── Page excerpt ──
View of the lake from Vera’s guest house (brick building right after the green sign on the right)
View of the pier (on the right) near Vera’s guest house
(2) Akhmed Anarbayev, the 1968 Kyrgyz Olympian mentioned above, runs a guest house in Cholpon-Ata as well. While I never stayed there, I have friends who have and they say it is wonderful. Luda, Anarbayev’s niece, is the manager of the guest house. Her number is: +996 556 343 460 (Russian or Kyrgyz language).
Unfortunately, I have little to no experience staying on the south side of Issyk Kul. Sarah D’Antoni, first woman and current record holder for the historical route, recommends the resort “Cadaat” in Tosor, about 7 miles (11 km) west of Barskoon.
When to go?
Summer, May to August and into September are the best times to attempt a crossing. Times to avoid are: the end of August (Kyrgyz Independence Day) and even years in early September during the World Nomad Games (check online for dates).
Wetsuit or not?
No one in Kyrgyzstan would be surprised if you swam the lake in a wetsuit. So far, however, all solo crossings already completed have been done according to MSF rules.
Do not drink water out of the tap in Kyrgyzstan. You might want to consider bringing anti-diarheal pills with you. Bottled water (bubbly) is the safest, but of course that is not appropriate for feeds.
Someone on your crew should know Russian or Kyrgyz. You will have trouble finding a boat captain who can communicate with you in English. Alternatively, there are translators available for a price. The following two professional translators come recommended by locals who have worked with them, although they caution their rates are expensive: Kanybek, +996 772 050 172 and Arsen, +996 772 503 771.
Saadat is a translator which lots of experience, professional and voluntary. She is a graduate of the American University of Central Asia, which conducts all classes in English, as well as a participant in a U.S. Embassy-sponsored program where she lived in the U.S. for a year. I’ve met and spoken with Saadat; her English is excellent, and she’s a native speaker of both Russian and Kyrgyz. Her contact information is: email@example.com and +996 551 545 422.
In July 2016, the cost of renting a boat for the historical route (and an approximate 10-hour day) was 25,000 som (~$370), with a 3000 som bonus to the crew. Kurbat, captain of the Appak, will require 5000 som the day prior as a fuel deposit, and the remainder (to include an expected bonus of money and a national gift from the swimmer) to be paid upon return to the pier in Balykchy.
───
── Information ──
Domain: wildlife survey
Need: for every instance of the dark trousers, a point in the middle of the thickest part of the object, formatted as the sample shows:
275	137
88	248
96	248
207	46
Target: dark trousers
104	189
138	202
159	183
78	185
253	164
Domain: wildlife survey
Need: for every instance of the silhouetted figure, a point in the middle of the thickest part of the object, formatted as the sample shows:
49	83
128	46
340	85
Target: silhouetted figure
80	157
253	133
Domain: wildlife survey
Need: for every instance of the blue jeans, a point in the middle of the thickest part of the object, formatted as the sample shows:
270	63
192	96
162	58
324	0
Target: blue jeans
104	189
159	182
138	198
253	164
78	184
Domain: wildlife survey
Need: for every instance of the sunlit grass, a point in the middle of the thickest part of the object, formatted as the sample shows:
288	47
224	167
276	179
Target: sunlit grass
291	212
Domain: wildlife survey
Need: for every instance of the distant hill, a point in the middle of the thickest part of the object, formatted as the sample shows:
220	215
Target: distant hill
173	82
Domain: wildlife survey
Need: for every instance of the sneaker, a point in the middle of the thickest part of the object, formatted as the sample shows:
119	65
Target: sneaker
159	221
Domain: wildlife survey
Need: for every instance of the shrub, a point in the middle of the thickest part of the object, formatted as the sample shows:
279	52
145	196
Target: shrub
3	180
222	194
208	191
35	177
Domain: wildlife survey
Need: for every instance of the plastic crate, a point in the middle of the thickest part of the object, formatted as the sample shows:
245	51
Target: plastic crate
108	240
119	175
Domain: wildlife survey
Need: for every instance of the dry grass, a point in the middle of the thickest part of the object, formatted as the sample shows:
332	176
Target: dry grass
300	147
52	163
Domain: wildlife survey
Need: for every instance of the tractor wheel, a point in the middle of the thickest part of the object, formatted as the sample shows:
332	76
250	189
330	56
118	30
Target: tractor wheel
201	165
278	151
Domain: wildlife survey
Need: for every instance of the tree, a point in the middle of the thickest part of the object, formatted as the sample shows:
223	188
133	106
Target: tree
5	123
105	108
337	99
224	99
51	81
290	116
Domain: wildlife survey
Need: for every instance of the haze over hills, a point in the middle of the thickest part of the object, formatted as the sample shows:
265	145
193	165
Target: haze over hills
───
◆ **Apply what you read**
**A)** Answer these questions from the Issyk Kul guide:
(i) Who manages the guest house that Akhmed Anarbayev runs in Cholpon-Ata?
(ii) What months are given as the best times to attempt a crossing?
(iii) How much does Kurbat require the day before as a fuel deposit?
**B)** For each statement, say whether it agrees with the Issyk Kul guide and quote the words that decide it.
(i) The guide says drinking tap water in Kyrgyzstan is fine.
(ii) Tosor is about 7 miles west of Barskoon.
(iii) The translators Kanybek and Arsen are said to charge low rates.

◆ **Per-task answers**
**A)**
(i) Luda, Anarbayev's niece.
(ii) Summer: May to August and into September.
(iii) 5000 som.

**B)**
(i) No: "Do not drink water out of the tap in Kyrgyzstan."
(ii) Yes: "in Tosor, about 7 miles (11 km) west of Barskoon."
(iii) No: "they caution their rates are expensive"